» Exercise data:
□ □ □ □ □ □ □

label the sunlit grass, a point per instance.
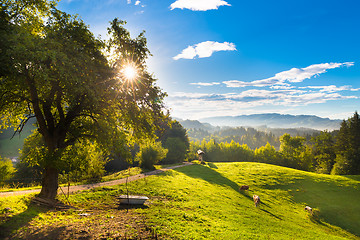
(203, 202)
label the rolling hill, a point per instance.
(204, 202)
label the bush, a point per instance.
(150, 153)
(176, 150)
(6, 170)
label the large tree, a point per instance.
(75, 85)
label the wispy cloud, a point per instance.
(204, 49)
(198, 5)
(197, 105)
(205, 84)
(293, 75)
(332, 88)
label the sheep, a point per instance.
(256, 200)
(309, 209)
(244, 187)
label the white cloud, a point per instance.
(205, 84)
(197, 105)
(198, 5)
(292, 75)
(332, 88)
(204, 49)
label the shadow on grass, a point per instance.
(14, 223)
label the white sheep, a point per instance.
(256, 200)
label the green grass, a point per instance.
(203, 202)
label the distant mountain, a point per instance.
(194, 124)
(275, 120)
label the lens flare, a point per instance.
(129, 72)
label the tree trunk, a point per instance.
(50, 183)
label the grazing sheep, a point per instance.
(309, 209)
(244, 187)
(256, 200)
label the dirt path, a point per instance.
(95, 185)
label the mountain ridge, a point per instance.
(274, 120)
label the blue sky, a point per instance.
(228, 58)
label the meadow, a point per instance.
(202, 202)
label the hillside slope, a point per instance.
(274, 120)
(204, 202)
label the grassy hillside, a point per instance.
(203, 202)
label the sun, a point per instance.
(129, 72)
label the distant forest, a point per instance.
(336, 152)
(253, 138)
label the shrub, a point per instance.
(6, 170)
(150, 153)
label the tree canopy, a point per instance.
(56, 71)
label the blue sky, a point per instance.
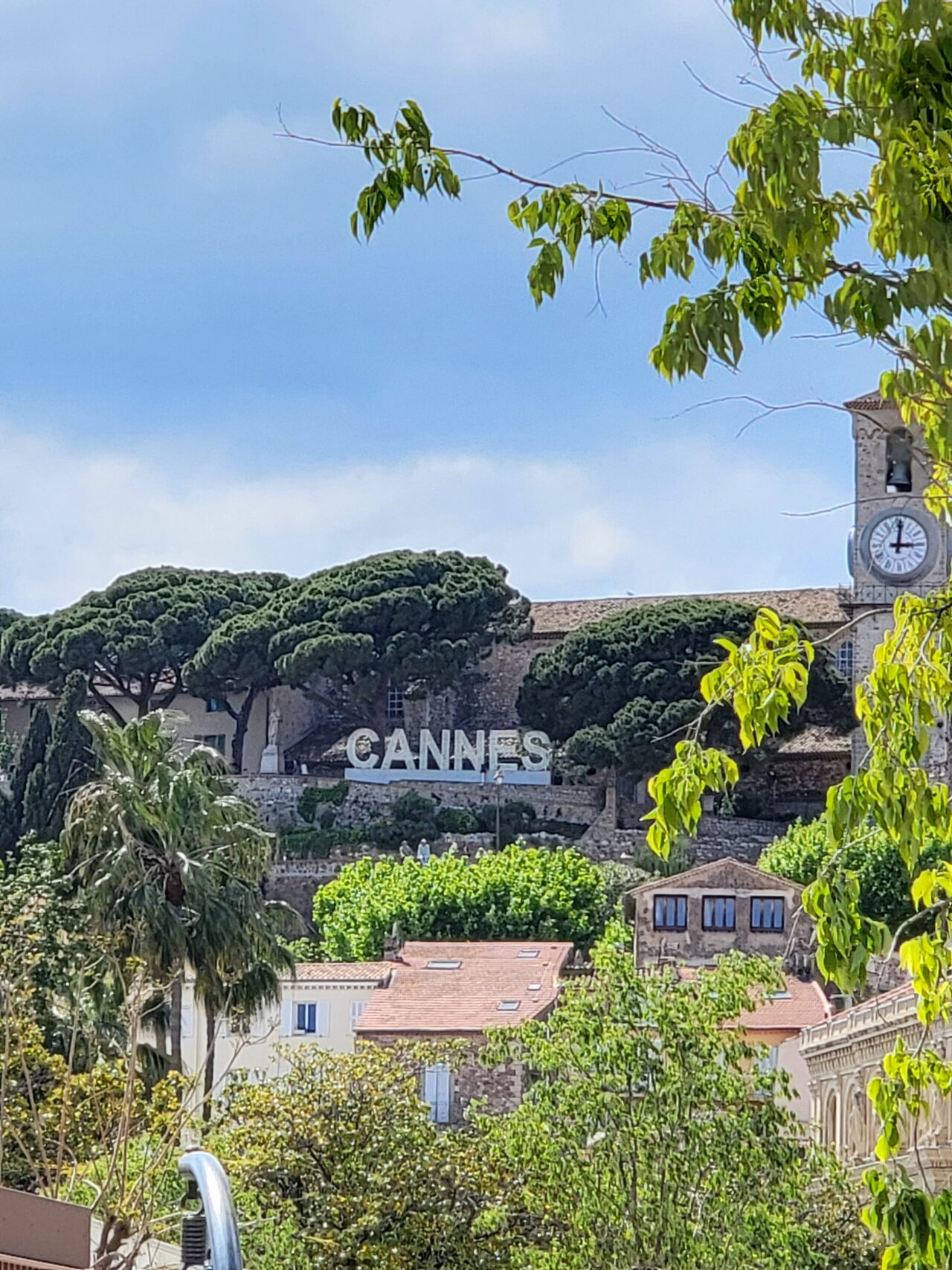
(199, 364)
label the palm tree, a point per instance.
(165, 851)
(238, 958)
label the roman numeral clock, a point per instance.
(898, 546)
(895, 545)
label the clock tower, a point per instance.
(895, 545)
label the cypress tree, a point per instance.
(30, 757)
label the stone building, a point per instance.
(319, 1006)
(452, 991)
(696, 916)
(842, 1056)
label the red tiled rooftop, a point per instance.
(805, 1006)
(465, 998)
(344, 972)
(811, 606)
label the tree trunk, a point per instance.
(211, 1027)
(242, 719)
(176, 1022)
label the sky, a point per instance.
(199, 364)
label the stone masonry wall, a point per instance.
(501, 1086)
(276, 798)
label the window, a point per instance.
(899, 463)
(312, 1018)
(844, 658)
(765, 914)
(670, 912)
(395, 704)
(718, 912)
(768, 1062)
(438, 1091)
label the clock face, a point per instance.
(899, 545)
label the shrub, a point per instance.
(411, 817)
(519, 893)
(884, 879)
(315, 797)
(307, 842)
(457, 819)
(515, 819)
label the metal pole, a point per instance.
(219, 1208)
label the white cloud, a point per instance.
(666, 517)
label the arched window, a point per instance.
(844, 658)
(831, 1129)
(899, 463)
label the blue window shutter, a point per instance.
(431, 1079)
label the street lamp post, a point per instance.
(498, 781)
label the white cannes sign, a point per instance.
(522, 757)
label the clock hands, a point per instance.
(899, 545)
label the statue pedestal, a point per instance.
(271, 761)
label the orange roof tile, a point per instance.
(465, 997)
(805, 1006)
(344, 972)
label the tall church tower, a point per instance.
(895, 545)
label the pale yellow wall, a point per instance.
(197, 722)
(272, 1031)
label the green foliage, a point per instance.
(513, 894)
(411, 817)
(652, 1137)
(414, 620)
(319, 797)
(341, 1158)
(457, 819)
(173, 865)
(805, 851)
(136, 637)
(620, 691)
(310, 842)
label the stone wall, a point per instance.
(276, 798)
(501, 1086)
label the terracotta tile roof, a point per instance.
(465, 998)
(344, 972)
(867, 402)
(814, 606)
(805, 1007)
(815, 740)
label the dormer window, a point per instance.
(899, 463)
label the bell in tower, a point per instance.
(899, 463)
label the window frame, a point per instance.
(768, 930)
(442, 1097)
(713, 899)
(679, 899)
(319, 1011)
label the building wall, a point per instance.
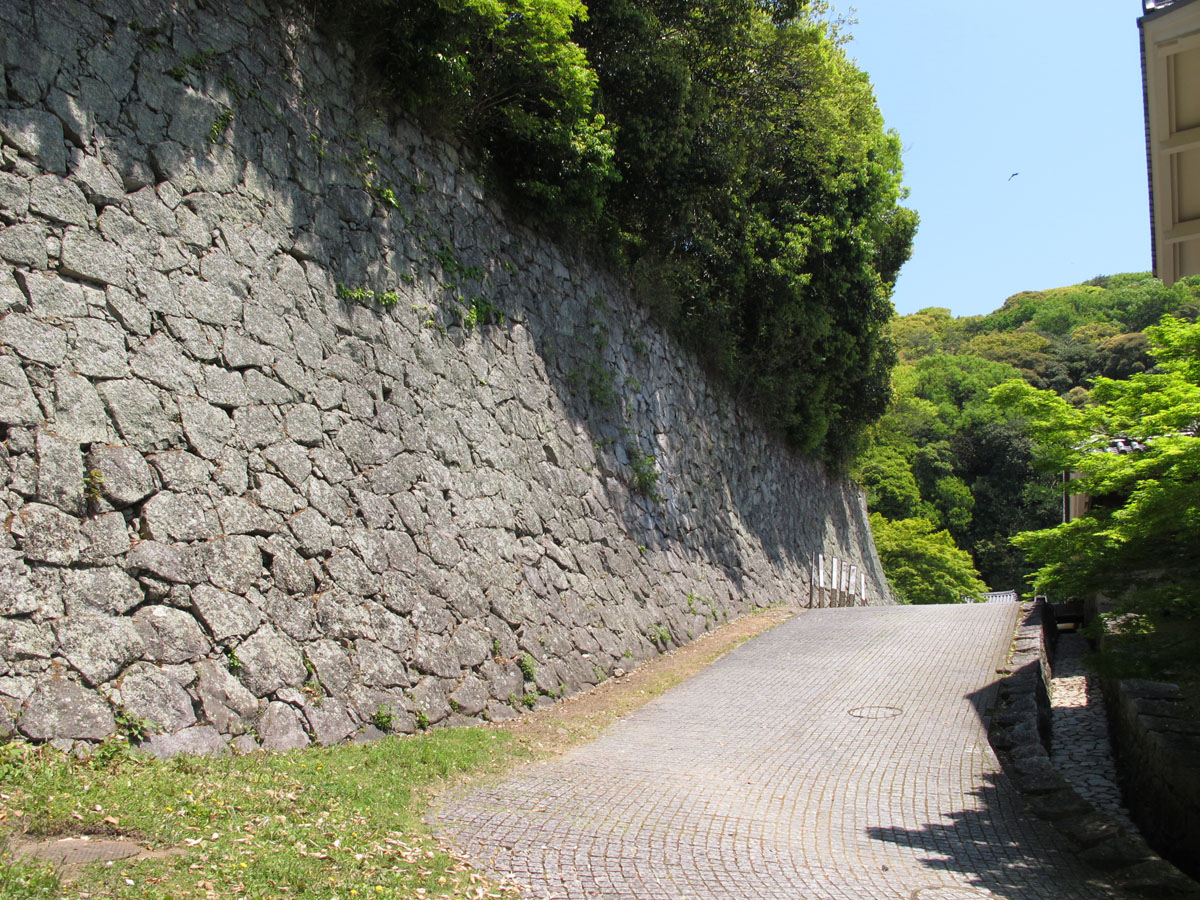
(1171, 77)
(301, 437)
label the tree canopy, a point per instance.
(1139, 540)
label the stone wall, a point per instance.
(1019, 731)
(301, 439)
(1158, 755)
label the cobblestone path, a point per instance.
(840, 756)
(1079, 747)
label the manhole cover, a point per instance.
(78, 851)
(876, 713)
(949, 893)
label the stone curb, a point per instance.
(1161, 749)
(1018, 732)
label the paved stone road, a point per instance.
(840, 756)
(1080, 747)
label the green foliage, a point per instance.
(383, 718)
(729, 155)
(274, 825)
(659, 635)
(133, 726)
(507, 77)
(27, 880)
(366, 295)
(220, 125)
(1139, 540)
(645, 472)
(93, 485)
(528, 666)
(923, 564)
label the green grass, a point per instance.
(340, 822)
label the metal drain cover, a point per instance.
(876, 713)
(79, 851)
(949, 892)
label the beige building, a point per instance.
(1170, 65)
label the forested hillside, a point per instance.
(726, 155)
(951, 475)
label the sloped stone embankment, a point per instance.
(301, 439)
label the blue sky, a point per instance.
(978, 91)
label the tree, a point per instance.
(1140, 540)
(923, 564)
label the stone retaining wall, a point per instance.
(1158, 757)
(1019, 732)
(303, 439)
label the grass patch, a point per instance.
(343, 822)
(321, 822)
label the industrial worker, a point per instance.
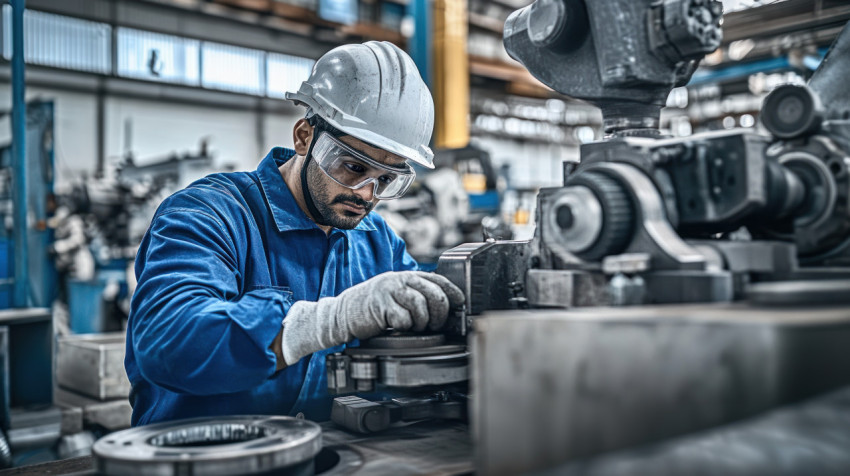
(246, 281)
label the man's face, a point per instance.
(342, 207)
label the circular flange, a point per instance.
(223, 445)
(404, 341)
(411, 352)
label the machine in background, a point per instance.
(673, 285)
(30, 423)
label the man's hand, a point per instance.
(406, 300)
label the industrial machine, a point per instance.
(681, 296)
(674, 285)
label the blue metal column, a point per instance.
(19, 157)
(420, 44)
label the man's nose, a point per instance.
(367, 191)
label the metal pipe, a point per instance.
(19, 156)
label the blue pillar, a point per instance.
(19, 157)
(420, 44)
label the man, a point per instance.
(246, 281)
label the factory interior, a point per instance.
(593, 237)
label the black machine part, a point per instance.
(624, 57)
(365, 416)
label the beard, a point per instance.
(319, 183)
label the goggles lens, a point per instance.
(354, 170)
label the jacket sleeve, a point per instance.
(193, 329)
(402, 261)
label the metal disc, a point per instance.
(210, 445)
(404, 341)
(402, 352)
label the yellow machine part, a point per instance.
(451, 74)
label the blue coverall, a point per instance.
(219, 267)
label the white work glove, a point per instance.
(403, 300)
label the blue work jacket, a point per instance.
(219, 267)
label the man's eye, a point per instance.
(356, 168)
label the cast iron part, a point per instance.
(624, 57)
(397, 360)
(366, 416)
(223, 445)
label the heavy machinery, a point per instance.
(680, 298)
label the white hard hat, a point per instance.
(373, 92)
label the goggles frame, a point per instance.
(333, 165)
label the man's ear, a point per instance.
(302, 136)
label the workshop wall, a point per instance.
(236, 138)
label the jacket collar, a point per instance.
(285, 210)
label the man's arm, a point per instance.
(191, 330)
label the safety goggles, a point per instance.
(354, 170)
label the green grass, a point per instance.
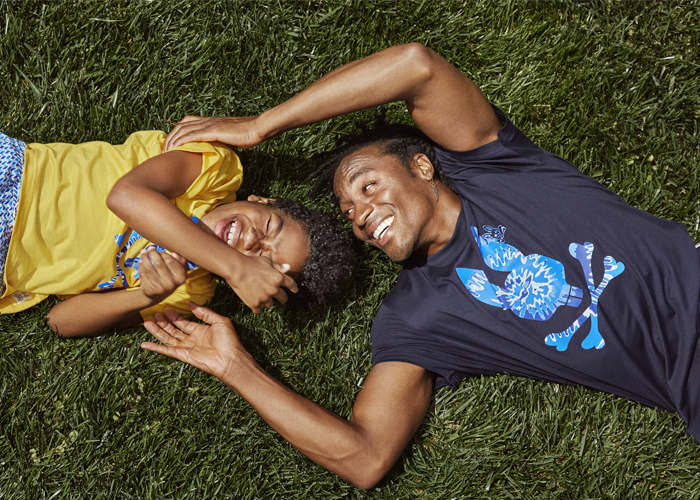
(610, 86)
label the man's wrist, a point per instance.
(234, 372)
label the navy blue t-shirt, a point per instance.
(550, 275)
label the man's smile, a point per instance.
(378, 230)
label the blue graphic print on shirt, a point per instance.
(132, 262)
(536, 285)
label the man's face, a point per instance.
(255, 228)
(389, 208)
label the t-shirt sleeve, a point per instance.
(19, 301)
(395, 340)
(199, 288)
(218, 182)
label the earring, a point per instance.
(432, 183)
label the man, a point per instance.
(499, 276)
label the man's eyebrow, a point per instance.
(352, 179)
(358, 173)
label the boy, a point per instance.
(60, 238)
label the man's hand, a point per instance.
(235, 131)
(211, 347)
(261, 281)
(161, 273)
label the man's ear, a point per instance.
(423, 167)
(260, 199)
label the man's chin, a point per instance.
(396, 254)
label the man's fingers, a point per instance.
(171, 352)
(282, 296)
(207, 315)
(157, 332)
(290, 284)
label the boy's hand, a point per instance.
(262, 281)
(161, 273)
(211, 347)
(235, 131)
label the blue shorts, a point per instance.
(11, 167)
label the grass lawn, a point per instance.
(610, 86)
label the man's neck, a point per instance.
(443, 224)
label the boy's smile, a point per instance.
(256, 228)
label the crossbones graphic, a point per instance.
(584, 253)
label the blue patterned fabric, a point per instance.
(11, 167)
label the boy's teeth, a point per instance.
(230, 233)
(382, 227)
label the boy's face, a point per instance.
(255, 228)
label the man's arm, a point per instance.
(142, 199)
(386, 413)
(442, 101)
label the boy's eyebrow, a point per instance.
(278, 230)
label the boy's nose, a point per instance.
(251, 241)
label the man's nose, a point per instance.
(362, 211)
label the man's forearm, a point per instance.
(394, 74)
(153, 216)
(324, 437)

□ □ □ □ □ □ □

» Task goal: Only the lines from the one containing "label the man's fingers, a" through the final line of the records above should be printed, exactly as they stand.

» The answer:
label the man's fingers, a point per instance.
(171, 352)
(282, 296)
(207, 315)
(157, 332)
(290, 284)
label the boy's hand, a point per instance.
(262, 281)
(161, 273)
(211, 347)
(235, 131)
label the blue shorts, a point per instance.
(11, 167)
label the grass lawn, a point per instance.
(610, 86)
label the man's neck, a point per instance.
(443, 224)
label the boy's smile, a point per instance.
(256, 228)
label the crossbones graphic, a point per instance.
(584, 253)
label the blue patterned fabric, a point per instance.
(11, 167)
label the boy's teeth, a point per instance.
(230, 233)
(382, 227)
label the boy's face, a point per instance.
(255, 228)
label the man's arm, a point per instance.
(142, 199)
(386, 413)
(442, 101)
label the boy's eyebrow, a point per instance.
(278, 230)
label the boy's nose, a point per instance.
(251, 241)
label the man's nose, a point per instance.
(362, 211)
label the man's forearm, a point per instance.
(394, 74)
(153, 216)
(324, 437)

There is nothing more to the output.